- [Text block]:
▽

A good annealing schedule is essential to obtain highquality solutions in a reasonable computation time with simulated annealing. To ensure our baseline competitive, we adopt the optimized annealing schedule proposed in [6], which leads to high-quality placements, and in which the annealing parameters automatically adjust to different cost functions and circuit sizes. We compute the initial temperature in a manner similar to [40]. Let  $N_{blocks}$  be the total number of logic blocks plus the number of I/O pads in a circuit. We first create a random placement of the circuit. Next, we perform N blocks moves (pairwise swaps) of logic blocks or I/O pads, and compute the standard deviation of the cost of these N different



Fig. 5. CAD flow of performance comparison.

configurations. The initial temperature is set to 20 times this standard deviation, ensuring that initially virtually any move is accepted at the start of the anneal. As in [6], the default number of moves evaluated at each temperature is  $10 \times N_{blocks}^{1.33}$ .

Low-stress routing, i.e., allowing 15% wider routing channel width, was employed in all cases as this paper aimed to quantify the benefits of different types of annealing perturbations on the quality of placement results and not to measure the minimum architectural channel widths. To alleviate the effect of random seeds, each circuit from the test suite was run with five different seeds and all reported results are averaged over the five seeds used for each design.

## B. Numerical Results

To illustrate the performance benefits of DAST, we compare it against both VPR5—a widely used academic placer [37] and PATH—a timing-driven placement scheme with net weighting developed in [7]. To make our performance comparison fair, we perform all numerical experiments using timing-driven placement in order to minimize critical-path delay. In both VPR and DAST, we use the timing cost function derived from T-VPlace [41], which is both wireability-driven (minimizing wiring requirements) and timing-driven. Because considering only wireability will often degrade timing performance, we follow the approach of T-VPlace and simultaneously consider critical path delay and wireability. The key innovation of T-VPlace is to define the auto-normalizing cost function  $\Delta C$  as

$$\Delta C = \lambda \cdot \frac{\Delta C_{\text{timing}}}{C_{\text{timing, prev}}} + (1 - \lambda) \cdot \frac{\Delta C_{\text{wire}}}{C_{\text{wire, prev}}}$$

where  $\lambda$  is a tradeoff variable that determines how much weight to give each cost component,  $\Delta C_{\text{timing}}$  and  $\Delta C_{\text{wire}}$  represent the cost change in timing and routability, and  $C_{\text{timing,prev}}$ and  $C_{\text{wire,prev}}$  denote previous cost components updated once every temperature. More details of timing computation and cost formula can be found in Section 3.2 of [41]. Our experiments suggest that  $\lambda = 0.6$  yields the best results on average, which is close to the suggested value 0.5 in the study [41]. In the experiments using PATH, we use the net weighting function suggested in [7], which has relatively low complexity,



Fig. 6. Performance comparison between VPR, PATH, and DAST. (a) Performance improvements in critical-path delay d. (b) Performance improvements in runtime t.

strong flexibility, and easy implementation. The basic idea of PATH is to put a higher weight for nets that are more timing critical.

△

[Saved entries]
▽

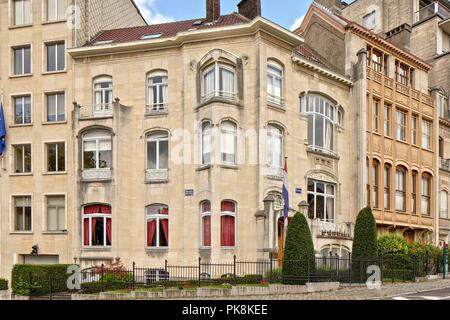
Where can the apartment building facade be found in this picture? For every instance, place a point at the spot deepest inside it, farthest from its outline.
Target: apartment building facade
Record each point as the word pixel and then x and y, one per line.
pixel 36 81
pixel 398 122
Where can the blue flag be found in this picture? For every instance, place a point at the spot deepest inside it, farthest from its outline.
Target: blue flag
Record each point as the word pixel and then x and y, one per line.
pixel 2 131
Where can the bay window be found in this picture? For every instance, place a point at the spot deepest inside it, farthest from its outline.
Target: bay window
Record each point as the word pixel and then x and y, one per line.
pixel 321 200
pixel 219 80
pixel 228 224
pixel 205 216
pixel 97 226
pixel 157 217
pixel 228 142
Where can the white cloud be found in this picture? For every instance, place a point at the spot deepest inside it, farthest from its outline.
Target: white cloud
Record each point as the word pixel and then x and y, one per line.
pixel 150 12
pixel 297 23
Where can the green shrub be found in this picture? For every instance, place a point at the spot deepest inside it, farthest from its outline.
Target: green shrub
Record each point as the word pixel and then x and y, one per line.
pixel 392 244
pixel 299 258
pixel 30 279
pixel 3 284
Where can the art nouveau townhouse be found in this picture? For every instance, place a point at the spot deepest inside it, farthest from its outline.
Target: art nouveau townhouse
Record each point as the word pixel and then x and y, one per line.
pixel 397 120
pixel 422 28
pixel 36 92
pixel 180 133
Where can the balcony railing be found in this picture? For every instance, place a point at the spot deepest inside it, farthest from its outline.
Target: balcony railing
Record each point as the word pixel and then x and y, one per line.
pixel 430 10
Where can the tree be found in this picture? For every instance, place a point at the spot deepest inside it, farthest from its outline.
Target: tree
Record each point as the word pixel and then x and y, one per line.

△

- [Challenges]:
1) According to the text on annealing-based placement, what value is the initial temperature set to?
2) Rewrite the records as a Markdown table with the columns Nr and Line, starting at the beginning of the records and going on through the line with "pixel 2 131". Leave out the pictures and any blank lines.

- [Task-by-task results]:
1) Twenty times the standard deviation of the cost of the N_blocks random configurations.

2)
| Nr | Line |
|---|---|
| 1 | Where can the apartment building facade be found in this picture? For every instance, place a point at the spot deepest inside it, farthest from its outline. |
| 2 | Target: apartment building facade |
| 3 | Record each point as the word pixel and then x and y, one per line. |
| 4 | pixel 36 81 |
| 5 | pixel 398 122 |
| 6 | Where can the blue flag be found in this picture? For every instance, place a point at the spot deepest inside it, farthest from its outline. |
| 7 | Target: blue flag |
| 8 | Record each point as the word pixel and then x and y, one per line. |
| 9 | pixel 2 131 |